> EXERCISE: Return every one of the following rows unchanged, line for line.
--- PROVIDED RECORDS ---
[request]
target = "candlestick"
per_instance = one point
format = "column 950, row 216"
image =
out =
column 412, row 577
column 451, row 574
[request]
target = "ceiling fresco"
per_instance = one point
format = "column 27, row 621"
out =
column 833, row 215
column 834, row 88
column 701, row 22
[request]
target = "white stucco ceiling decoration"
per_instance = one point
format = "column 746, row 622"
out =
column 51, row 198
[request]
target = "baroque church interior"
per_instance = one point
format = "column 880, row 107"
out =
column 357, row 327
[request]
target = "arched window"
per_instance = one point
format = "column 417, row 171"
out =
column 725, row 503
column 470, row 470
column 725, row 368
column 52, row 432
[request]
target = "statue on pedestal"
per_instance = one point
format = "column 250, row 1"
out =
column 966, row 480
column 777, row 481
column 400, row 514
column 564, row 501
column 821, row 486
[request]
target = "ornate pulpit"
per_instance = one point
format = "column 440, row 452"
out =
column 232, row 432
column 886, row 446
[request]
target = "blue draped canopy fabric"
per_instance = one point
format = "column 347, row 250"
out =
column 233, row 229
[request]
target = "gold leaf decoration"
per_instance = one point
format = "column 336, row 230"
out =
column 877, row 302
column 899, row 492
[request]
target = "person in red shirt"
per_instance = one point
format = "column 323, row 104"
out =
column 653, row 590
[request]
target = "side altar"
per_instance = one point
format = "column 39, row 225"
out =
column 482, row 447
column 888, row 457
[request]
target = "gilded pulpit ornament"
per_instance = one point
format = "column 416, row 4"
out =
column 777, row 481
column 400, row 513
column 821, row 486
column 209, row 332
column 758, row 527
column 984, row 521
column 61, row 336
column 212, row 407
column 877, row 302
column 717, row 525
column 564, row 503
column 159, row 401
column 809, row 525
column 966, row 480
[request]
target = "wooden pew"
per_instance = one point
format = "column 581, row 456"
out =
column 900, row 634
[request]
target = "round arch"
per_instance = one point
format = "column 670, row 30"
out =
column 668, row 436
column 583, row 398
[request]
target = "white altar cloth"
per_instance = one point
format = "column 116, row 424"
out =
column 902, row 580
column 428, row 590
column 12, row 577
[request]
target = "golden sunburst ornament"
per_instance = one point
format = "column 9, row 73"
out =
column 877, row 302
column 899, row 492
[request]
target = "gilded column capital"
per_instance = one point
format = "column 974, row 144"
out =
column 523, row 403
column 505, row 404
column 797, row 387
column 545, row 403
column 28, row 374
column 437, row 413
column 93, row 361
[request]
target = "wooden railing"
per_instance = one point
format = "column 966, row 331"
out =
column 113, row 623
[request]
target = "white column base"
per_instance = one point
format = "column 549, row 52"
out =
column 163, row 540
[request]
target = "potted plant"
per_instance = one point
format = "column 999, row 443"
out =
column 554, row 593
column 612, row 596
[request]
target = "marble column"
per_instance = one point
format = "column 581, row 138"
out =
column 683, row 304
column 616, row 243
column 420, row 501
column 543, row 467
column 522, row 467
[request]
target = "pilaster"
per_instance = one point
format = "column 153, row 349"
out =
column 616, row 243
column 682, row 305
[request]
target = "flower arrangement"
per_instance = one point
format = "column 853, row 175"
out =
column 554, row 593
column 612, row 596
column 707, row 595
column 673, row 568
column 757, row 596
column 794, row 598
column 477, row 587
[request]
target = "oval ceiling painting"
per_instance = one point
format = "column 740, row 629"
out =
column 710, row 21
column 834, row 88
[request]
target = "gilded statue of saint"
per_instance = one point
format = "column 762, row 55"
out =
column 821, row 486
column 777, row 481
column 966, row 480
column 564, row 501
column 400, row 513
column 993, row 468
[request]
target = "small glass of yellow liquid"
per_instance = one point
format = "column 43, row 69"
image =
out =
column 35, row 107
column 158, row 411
---
> RESULT:
[request]
target = "candlestick"
per_instance = one point
format = "column 950, row 216"
image =
out =
column 412, row 577
column 451, row 574
[request]
target = "ceiling fresco"
per_instance = one point
format = "column 27, row 621"
out =
column 833, row 215
column 834, row 88
column 701, row 22
[request]
target = "white stucco ceiling decoration"
per_instance = one point
format = "column 746, row 622"
out =
column 51, row 198
[request]
target = "baroque church interior"
per_instance = one point
format = "column 880, row 107"
out =
column 357, row 327
[request]
target = "arched window"
per_instance = one point
format = "column 417, row 171"
out =
column 725, row 503
column 470, row 470
column 725, row 368
column 52, row 432
[request]
target = "statue on pedestal"
per_instance = one point
format = "column 250, row 1"
out =
column 966, row 480
column 777, row 481
column 400, row 514
column 564, row 501
column 821, row 486
[request]
target = "ornate pulpit"
per_instance = one point
format = "column 440, row 452"
out =
column 232, row 432
column 886, row 446
[request]
target = "blue draped canopy fabric"
per_instance = one point
format = "column 347, row 250"
out =
column 233, row 229
[request]
target = "gold leaf decoration"
per_instance = one point
format = "column 336, row 230"
out =
column 877, row 302
column 899, row 492
[request]
target = "person in red shirt"
per_instance = one point
format = "column 323, row 104"
out =
column 653, row 590
[request]
target = "side altar"
per_instance = one point
format = "column 39, row 225"
out =
column 482, row 447
column 888, row 457
[request]
target = "gilded pulpit ornament"
per_instance = one point
format = "column 416, row 4"
out =
column 777, row 481
column 400, row 513
column 821, row 486
column 209, row 332
column 758, row 527
column 984, row 521
column 61, row 336
column 212, row 407
column 877, row 302
column 717, row 525
column 564, row 503
column 159, row 401
column 809, row 525
column 966, row 480
[request]
target = "wooden pew"
per_instance = one point
format = "column 581, row 456"
out =
column 900, row 634
[request]
target = "round arch"
per_instance = one point
format = "column 670, row 30"
out =
column 668, row 436
column 583, row 398
[request]
target = "white altar cloth"
per_instance = one point
format = "column 116, row 424"
out =
column 902, row 580
column 428, row 590
column 12, row 577
[request]
target = "golden sunburst ornament"
per_instance = one point
format = "column 9, row 73"
out =
column 877, row 302
column 899, row 492
[request]
target = "gilded column capital"
per_instance = one point
format = "column 974, row 144"
out =
column 523, row 403
column 505, row 404
column 797, row 387
column 545, row 403
column 28, row 374
column 437, row 413
column 93, row 361
[request]
target = "wooden railing"
per_instance = one point
format = "column 966, row 331"
out =
column 113, row 623
[request]
target = "white column base"
per_instance = one point
format = "column 549, row 52"
out =
column 163, row 540
[request]
target = "potted plant"
per_instance = one point
format = "column 999, row 443"
out =
column 554, row 593
column 612, row 596
[request]
target = "marble column"
per_instance = one point
format = "column 581, row 138"
out =
column 683, row 304
column 616, row 243
column 420, row 501
column 543, row 467
column 522, row 467
[request]
target = "pilaster"
per_instance = one point
format = "column 153, row 349"
out =
column 616, row 243
column 682, row 305
[request]
target = "flower arrangement"
per_instance = one point
format = "column 853, row 175"
out =
column 554, row 593
column 612, row 596
column 707, row 595
column 673, row 568
column 757, row 596
column 794, row 598
column 477, row 587
[request]
target = "oval ceiling painting"
per_instance = one point
format = "column 740, row 629"
out =
column 710, row 21
column 834, row 88
[request]
target = "gilded statue of saint"
per_instance = one point
format = "column 762, row 55"
out =
column 821, row 486
column 777, row 481
column 966, row 480
column 564, row 501
column 400, row 513
column 993, row 468
[request]
target = "small glass of yellow liquid"
per_instance = one point
format = "column 43, row 69"
image =
out =
column 35, row 107
column 158, row 411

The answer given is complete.